Object pointing dataset rows
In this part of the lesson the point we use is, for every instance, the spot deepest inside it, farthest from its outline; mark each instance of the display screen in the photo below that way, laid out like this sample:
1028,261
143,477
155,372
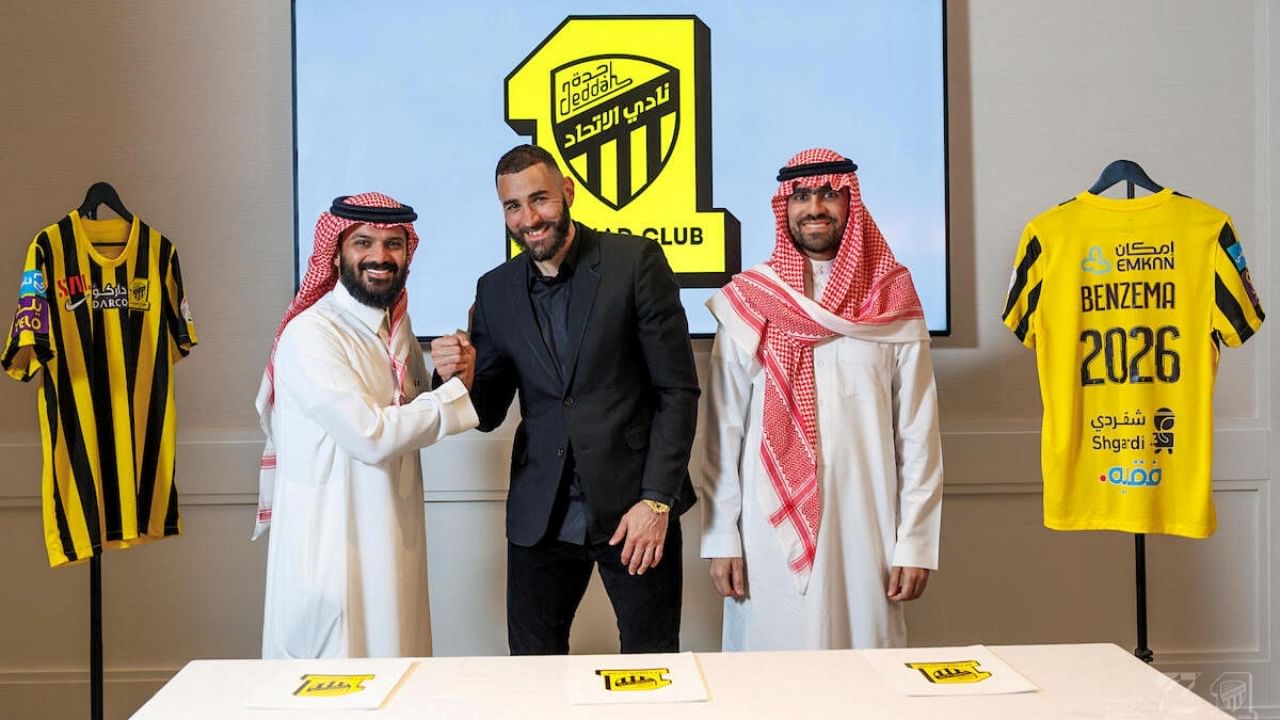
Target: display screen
671,118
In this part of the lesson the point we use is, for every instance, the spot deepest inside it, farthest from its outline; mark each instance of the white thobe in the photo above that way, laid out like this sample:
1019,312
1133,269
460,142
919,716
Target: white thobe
346,569
881,481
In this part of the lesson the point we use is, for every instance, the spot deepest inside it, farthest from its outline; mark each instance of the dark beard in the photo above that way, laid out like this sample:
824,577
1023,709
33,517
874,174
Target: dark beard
380,299
560,235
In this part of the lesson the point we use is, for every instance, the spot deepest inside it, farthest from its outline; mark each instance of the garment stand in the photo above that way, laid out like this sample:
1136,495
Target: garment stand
1139,564
95,636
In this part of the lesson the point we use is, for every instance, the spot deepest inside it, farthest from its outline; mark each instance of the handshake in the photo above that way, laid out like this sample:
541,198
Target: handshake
453,355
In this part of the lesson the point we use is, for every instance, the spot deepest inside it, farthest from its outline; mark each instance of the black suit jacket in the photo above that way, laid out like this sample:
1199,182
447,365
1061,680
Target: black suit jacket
629,402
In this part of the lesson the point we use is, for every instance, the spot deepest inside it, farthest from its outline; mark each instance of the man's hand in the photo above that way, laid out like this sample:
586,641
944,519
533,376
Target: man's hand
644,532
906,583
455,355
728,575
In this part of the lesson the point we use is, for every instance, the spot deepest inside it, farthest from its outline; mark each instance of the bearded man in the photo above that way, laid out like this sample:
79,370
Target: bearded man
346,408
823,464
589,329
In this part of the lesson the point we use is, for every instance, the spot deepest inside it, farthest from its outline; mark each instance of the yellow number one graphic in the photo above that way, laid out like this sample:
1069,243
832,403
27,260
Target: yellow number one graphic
624,103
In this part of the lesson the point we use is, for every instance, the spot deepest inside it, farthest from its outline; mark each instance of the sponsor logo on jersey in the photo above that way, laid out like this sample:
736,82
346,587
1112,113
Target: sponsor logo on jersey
73,290
951,673
1096,261
635,679
77,290
32,285
624,104
330,686
1106,427
32,315
140,292
1237,254
1138,255
1137,475
1164,437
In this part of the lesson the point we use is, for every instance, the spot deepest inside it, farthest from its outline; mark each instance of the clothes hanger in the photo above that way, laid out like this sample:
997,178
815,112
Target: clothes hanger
103,194
1125,171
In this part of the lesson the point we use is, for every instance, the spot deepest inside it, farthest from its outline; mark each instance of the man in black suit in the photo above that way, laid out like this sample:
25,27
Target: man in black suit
588,328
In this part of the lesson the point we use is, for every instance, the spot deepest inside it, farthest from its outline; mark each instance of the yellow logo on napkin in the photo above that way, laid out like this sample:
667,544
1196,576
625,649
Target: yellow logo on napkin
950,673
330,686
635,679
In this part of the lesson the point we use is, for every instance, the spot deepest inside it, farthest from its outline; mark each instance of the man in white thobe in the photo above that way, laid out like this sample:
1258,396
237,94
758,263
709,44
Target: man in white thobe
823,466
346,406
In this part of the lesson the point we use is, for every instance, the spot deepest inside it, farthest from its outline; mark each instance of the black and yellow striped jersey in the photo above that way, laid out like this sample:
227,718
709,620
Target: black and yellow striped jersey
106,329
1127,304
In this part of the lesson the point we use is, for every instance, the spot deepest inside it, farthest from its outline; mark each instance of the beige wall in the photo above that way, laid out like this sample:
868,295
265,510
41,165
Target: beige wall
186,108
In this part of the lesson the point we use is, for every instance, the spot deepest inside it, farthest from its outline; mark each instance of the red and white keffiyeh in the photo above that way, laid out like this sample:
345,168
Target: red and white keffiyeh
867,286
321,277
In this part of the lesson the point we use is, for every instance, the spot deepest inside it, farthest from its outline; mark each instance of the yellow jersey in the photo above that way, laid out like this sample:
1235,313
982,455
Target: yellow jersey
1127,304
106,332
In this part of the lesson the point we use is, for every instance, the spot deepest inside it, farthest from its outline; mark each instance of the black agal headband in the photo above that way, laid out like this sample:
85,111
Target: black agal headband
828,168
369,214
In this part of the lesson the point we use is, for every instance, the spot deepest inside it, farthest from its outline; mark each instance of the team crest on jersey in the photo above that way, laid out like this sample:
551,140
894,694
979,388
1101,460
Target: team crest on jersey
624,105
330,686
32,285
635,679
32,315
951,673
140,292
620,105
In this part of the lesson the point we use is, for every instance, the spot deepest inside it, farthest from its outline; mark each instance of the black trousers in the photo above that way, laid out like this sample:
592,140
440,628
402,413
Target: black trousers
547,582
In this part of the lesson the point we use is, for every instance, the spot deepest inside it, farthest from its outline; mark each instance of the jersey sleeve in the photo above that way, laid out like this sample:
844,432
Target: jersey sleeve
1237,310
27,345
182,327
1024,288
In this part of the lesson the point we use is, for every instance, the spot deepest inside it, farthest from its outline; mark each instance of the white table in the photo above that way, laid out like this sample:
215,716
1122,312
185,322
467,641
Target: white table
1075,680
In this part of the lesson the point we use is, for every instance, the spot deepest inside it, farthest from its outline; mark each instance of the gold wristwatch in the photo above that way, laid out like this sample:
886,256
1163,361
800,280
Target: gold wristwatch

#### Problem to work on
Retype the whole listing, keeping every line identical and omitting all pictures.

#### Output of the exercise
In this part of the lesson the point we use is, for every instance, the spot deepest inside it, farthest from its outline; mark each instance of the display screen in the photo below that way, laid out like this sample:
1028,261
143,477
155,372
Target: display screen
671,118
In this part of the lesson the point we use is, for every instance, the spot deepest inside it, farthest from its outline; mark each instance of the white thobe in the photo above that way, laid out like this sample:
1019,312
1133,269
460,142
919,716
Target: white thobe
346,569
881,481
In this part of the lesson the point we use is, for every instance, the spot deepest inside it, farthest from its outline; mark each instance of the dark beard in the photo above that way, laid out like this sample:
824,577
1023,709
33,517
874,174
Target: dark beard
380,299
560,235
In this part of the lesson the point we use is, for every instance, the spot deepest inside it, farthest from its outline; mark each instance of the garment stand in the photo above that way, laid out like this sample:
1136,495
Target: garment stand
1139,564
95,636
In this part of the lesson the point we use is, for every instance, the spot deepest inside it, farthest from its outline; mark each instance of the handshake in the photo above that way, laid out like this sample:
541,198
Target: handshake
453,355
In this part of the lesson the point we use is, for every instance, the spot deepest inside it, farthest from its outline; mark each instance of the black suit jacket in the photo above that way, laid out like this sample:
1199,182
447,365
1061,680
Target: black suit jacket
629,402
In this part of the lesson the point we use is, for every instance, the spot deepest inside it, farthest from its outline; mark each instance of the man's hand in the photo above that way, laid out like this sample:
586,641
944,519
533,376
Target: man's hand
644,532
906,583
455,355
728,575
In this part of the lesson the point we use is, for every instance, the spot deepest inside it, farthest from its outline; mark each instance of the bearded man in the photo above that way, laid out like this sample:
79,370
Target: bearded man
346,408
823,464
589,329
In this part of the lesson the point we use is, for every instance, the spot deepest inside it, farthest from its outline; mark each instance of the yellow number one graphic in the photo above that way, laid out like this sample:
1069,243
832,403
27,260
Target: yellow number one graphic
624,103
In this part of the lesson the point we use is, for every instance, the spot deepest inside it, farthest from its outline; mark each instance of the sponsor logo on jersey in the photo above that way, laid out like this sample:
736,82
346,587
1112,113
Target: sponsor logo on jersey
73,290
951,673
1096,261
635,679
77,290
32,285
624,104
330,686
1106,427
32,315
140,292
1237,254
1138,255
1137,475
1164,437
In this part of the lesson the point we use is, for every instance, the spot deepest inside it, farthest from its outline; mark each instance of the clothes hanger in the photo above that way, laid out like this sample:
997,178
815,112
Target: clothes hanger
103,194
1125,171
In this part of the lesson the point we use is, for every instance, the spot deepest inside it, farthest from its outline; mark each instance of the man in black suit in the photo above that way, laid out like this sample:
25,27
Target: man in black suit
588,328
In this part of the lesson the point we use is, for every instance, the spot deepest inside it, farthest from its outline; mark each instance of the yellow logo on napkin in the photo above that way, laid out like this sample:
667,544
1196,576
625,649
Target: yellow logo on napkin
950,673
330,686
635,679
In this part of the lesson the point we use is, for every instance, the spot deepest inside it, farthest from its outline; mark each instance of the man in white thobe in the photo above that way, laid out like this sample:
1258,396
237,94
758,263
709,44
Target: man in white thobe
823,466
346,406
In this part of the lesson the point we use is, for every instance, the spot deepest inside it, farthest from its outline; mark each instance of the black and yellow striped jersey in the photo above that way, laid out like this sample:
227,718
709,620
Target: black and yellow striped jersey
106,329
1127,304
In this part of the lesson the point we use is, for every instance, the spot deepest inside it, farthest from its outline; mark each instance of the beige wall in the photo above that way, laid out like this sample:
868,295
265,510
41,165
Target: beige wall
186,108
In this part of the lesson the point we use is, for every instance, the spot deepest inside it, farthest from its outline; mark each instance of the red and white keffiyeh in the photo above that way, laid out like this sample:
345,168
Target: red and white keffiyeh
867,286
321,277
In this part of the lesson the point we use is, for every instance, the spot deepest inside it, farthest from its outline; mark each instance of the yellow jersey in the photo above that way, laid out like this sample:
1235,313
982,455
Target: yellow jersey
1127,304
106,332
In this part of the lesson the point we use is, for every instance, the spot deepest inside it, farthest from its outline; mark each instance of the black agal headband in the photo above that way, laid out like this sample:
85,111
Target: black agal headband
828,168
369,214
In this part of the lesson the point we use is, for every instance, the spot deepest inside it, farthest from its outline; mark each instance of the team crest on jersey in the photo above that way, laid out like this sample:
551,140
894,694
979,388
1101,460
Target: team crest on jersey
624,105
330,686
32,285
635,679
32,315
951,673
140,292
620,105
In this part of the lesson the point we use is, for every instance, the spot deepest inside it, farthest from its outline; mark each instance of the black trousers in the photo above that way, laid out like this sample:
592,140
440,628
402,413
Target: black trousers
547,582
In this part of the lesson the point we use is, for every instance, the spot deepest inside it, farthest from its outline; mark each instance of the jersey sleeve in the photo above that way, laid out like this sample:
844,432
Target: jersey sleeve
1237,310
27,345
182,327
1024,288
In this part of the lesson the point we use is, for every instance, the spot deepest inside it, farthest from its outline; mark each instance of the white table in the photo above that way, laid out like this sample:
215,716
1122,312
185,322
467,641
Target: white table
1075,680
In this part of the lesson the point we use is, for every instance, the spot deepest inside it, farthest from its outline; mark each instance of the gold wristwatch in the photo above that way, laid out like this sample:
886,256
1163,361
800,280
Target: gold wristwatch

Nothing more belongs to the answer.